▸ **Position annotation records**:
------------------------------
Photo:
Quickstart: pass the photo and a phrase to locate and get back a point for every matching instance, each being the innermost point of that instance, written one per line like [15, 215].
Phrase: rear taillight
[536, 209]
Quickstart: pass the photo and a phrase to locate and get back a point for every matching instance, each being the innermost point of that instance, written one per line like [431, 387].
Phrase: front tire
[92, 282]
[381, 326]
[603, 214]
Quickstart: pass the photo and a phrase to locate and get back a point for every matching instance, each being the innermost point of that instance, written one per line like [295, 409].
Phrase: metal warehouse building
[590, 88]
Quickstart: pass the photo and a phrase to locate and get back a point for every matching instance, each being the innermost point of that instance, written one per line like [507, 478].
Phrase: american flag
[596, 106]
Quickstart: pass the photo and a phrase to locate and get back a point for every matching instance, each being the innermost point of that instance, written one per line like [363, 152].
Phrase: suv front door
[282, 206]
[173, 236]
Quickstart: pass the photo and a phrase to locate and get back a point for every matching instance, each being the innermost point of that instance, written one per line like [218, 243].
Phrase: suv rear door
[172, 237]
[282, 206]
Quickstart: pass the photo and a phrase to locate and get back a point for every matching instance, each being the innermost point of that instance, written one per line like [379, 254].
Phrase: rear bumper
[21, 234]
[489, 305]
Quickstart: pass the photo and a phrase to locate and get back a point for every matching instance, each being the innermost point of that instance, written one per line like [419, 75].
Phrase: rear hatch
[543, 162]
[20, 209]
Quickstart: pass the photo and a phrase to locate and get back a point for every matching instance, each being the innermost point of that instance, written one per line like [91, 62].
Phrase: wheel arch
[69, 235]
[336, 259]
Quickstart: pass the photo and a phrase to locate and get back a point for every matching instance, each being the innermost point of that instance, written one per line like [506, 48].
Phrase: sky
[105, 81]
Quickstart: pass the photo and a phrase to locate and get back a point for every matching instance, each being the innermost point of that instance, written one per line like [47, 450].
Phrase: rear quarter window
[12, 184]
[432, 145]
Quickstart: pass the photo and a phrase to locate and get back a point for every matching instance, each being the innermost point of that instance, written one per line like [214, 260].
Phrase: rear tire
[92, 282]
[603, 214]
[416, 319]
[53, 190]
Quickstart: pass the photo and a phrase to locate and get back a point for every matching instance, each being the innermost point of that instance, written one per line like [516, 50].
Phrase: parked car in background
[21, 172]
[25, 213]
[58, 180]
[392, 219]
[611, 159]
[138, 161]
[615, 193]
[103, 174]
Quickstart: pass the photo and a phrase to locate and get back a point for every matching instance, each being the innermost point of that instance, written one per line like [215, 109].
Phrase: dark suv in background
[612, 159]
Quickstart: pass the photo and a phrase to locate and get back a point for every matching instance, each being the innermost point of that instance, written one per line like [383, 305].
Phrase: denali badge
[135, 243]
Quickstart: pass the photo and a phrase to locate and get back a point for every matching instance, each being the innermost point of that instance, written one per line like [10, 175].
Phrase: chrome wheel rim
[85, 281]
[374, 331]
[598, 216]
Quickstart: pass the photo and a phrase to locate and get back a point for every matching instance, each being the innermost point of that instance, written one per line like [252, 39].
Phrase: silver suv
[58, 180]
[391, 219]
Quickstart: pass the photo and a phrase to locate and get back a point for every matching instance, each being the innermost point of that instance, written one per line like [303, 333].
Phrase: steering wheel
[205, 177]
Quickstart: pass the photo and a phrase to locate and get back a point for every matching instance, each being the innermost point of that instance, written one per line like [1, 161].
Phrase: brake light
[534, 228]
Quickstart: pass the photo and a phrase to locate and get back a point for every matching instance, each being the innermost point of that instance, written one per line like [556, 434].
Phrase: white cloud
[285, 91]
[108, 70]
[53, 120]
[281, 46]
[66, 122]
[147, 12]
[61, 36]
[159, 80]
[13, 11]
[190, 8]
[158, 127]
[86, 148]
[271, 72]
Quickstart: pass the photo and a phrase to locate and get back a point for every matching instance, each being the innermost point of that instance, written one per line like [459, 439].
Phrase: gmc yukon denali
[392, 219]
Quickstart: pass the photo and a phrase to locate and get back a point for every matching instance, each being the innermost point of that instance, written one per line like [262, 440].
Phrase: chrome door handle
------------------------------
▸ **Objective**: Can you return all of the records above, line for line, with nothing changed?

▸ **Result for this task**:
Photo:
Quickstart: pass the photo and a phrase to locate and get back a point for every matching instance, each being the innermost point of that instance, written one per line like [15, 215].
Phrase: rear taillight
[536, 209]
Quickstart: pass the photo and a phrase to locate and get back a point for every matching instance, each being the innermost point of that instance, written one per line like [431, 387].
Phrase: front tire
[92, 282]
[381, 326]
[603, 214]
Quickstart: pass the photo and a phrase to locate and get back a point for every matching instance, each being the innermost point of that instance, written one per line like [295, 409].
Phrase: metal warehouse building
[590, 88]
Quickstart: pass the photo and a phrase to locate and get back a point for every matching instance, each being the innermost point of that instance, written one per line like [507, 478].
Phrase: american flag
[596, 106]
Quickstart: pass the photo and a phrase to locate and get back a point for every matching instance, each being the innermost point of that instance, written one per line like [363, 152].
Phrase: suv front door
[282, 206]
[173, 236]
Quickstart: pass the photo and a phrase to locate and get back a point for every matching instance, each being the innermost point of that instance, written one per line like [218, 243].
Phrase: suv rear door
[172, 237]
[282, 206]
Quickstart: pass the photo and a phrase to locate and get back a point for every matching instance, each being the innermost point of that instance, written one per line like [379, 254].
Phrase: rear bumper
[21, 234]
[489, 305]
Quickstart: pass the photo and a phrase to locate and get back a point for every matching instance, each being the innermost point of that instance, written one per line like [419, 75].
Phrase: rear hatch
[543, 162]
[20, 209]
Quickstart: pass the photo and a phrase to locate and get back a point for every matching instance, each being the innermost point of that instance, written one per line like [91, 62].
Phrase: wheel arch
[69, 235]
[336, 259]
Quickstart: pass the photo and a phrase to locate and get back a point for every matching instance, each being the innermost point of that instance, written one per line like [506, 48].
Phrase: sky
[105, 81]
Quickstart: pass the photo and a phrase to locate and get back a point for every matching instance, each being the innermost point of that instance, written one per line like [47, 450].
Phrase: rear quarter window
[12, 184]
[432, 145]
Quickstart: pass the photo and a phrase to locate and get back a point for every matching instance, each being the innermost point of that instance, written one per line like [214, 260].
Phrase: rear tire
[92, 282]
[603, 214]
[416, 319]
[53, 190]
Quickstart: pass the photo and a phrase to locate and get back a point for every matching instance, each being the innermost point of that instance, written one per line like [516, 50].
Phrase: parked car in background
[21, 172]
[25, 213]
[58, 180]
[392, 219]
[611, 159]
[138, 161]
[615, 193]
[103, 174]
Quickstart: pass the photo and a phrase to locate and get back a point for every matching instance, each being the innermost point of that instance, written one per line like [215, 109].
Phrase: dark suv in background
[612, 159]
Quickstart: pass the photo and a phrase to locate and get back a point for every matching instance, each being the innermost point of that instance, written one per line like [383, 305].
Phrase: denali badge
[135, 243]
Quickstart: pass the photo and a phrase to locate and get back a point for every matching instance, each being the innermost point of that instance, written one per line like [10, 175].
Phrase: chrome wheel rim
[85, 281]
[374, 331]
[598, 216]
Quickstart: pass the photo and a phrase to locate and get back a point for every matching instance, each being the innermost point of that instance, written one per line like [252, 39].
Phrase: silver suv
[58, 180]
[391, 219]
Quickstart: pass the photo and a phrase to locate and get back a point for every matching instance, each being the innermost point of that instance, written one per line like [303, 333].
Phrase: steering wheel
[205, 177]
Quickstart: pass the photo and a phrase to locate and get back a point for every matching instance, each being the innermost point of that instance, written one per line like [1, 161].
Phrase: brake light
[534, 228]
Quickstart: pass the photo and a phrase to locate and get back a point for every matching instance, each being the innermost point of that instance, written one per line like [556, 434].
Phrase: white cloud
[285, 91]
[108, 70]
[53, 120]
[281, 46]
[66, 122]
[147, 12]
[61, 36]
[159, 80]
[13, 11]
[190, 8]
[158, 127]
[86, 148]
[271, 72]
Quickstart: pass the photo and a phrase to locate and get back a point for every matching instance, each being the innermost point of that instance, written one per line like [459, 439].
Phrase: gmc yukon denali
[392, 219]
Quickstart: pass the photo and a phrase to locate and get back a point for every matching instance, each being the innermost point of that instance, written one per line like [262, 440].
Phrase: chrome door handle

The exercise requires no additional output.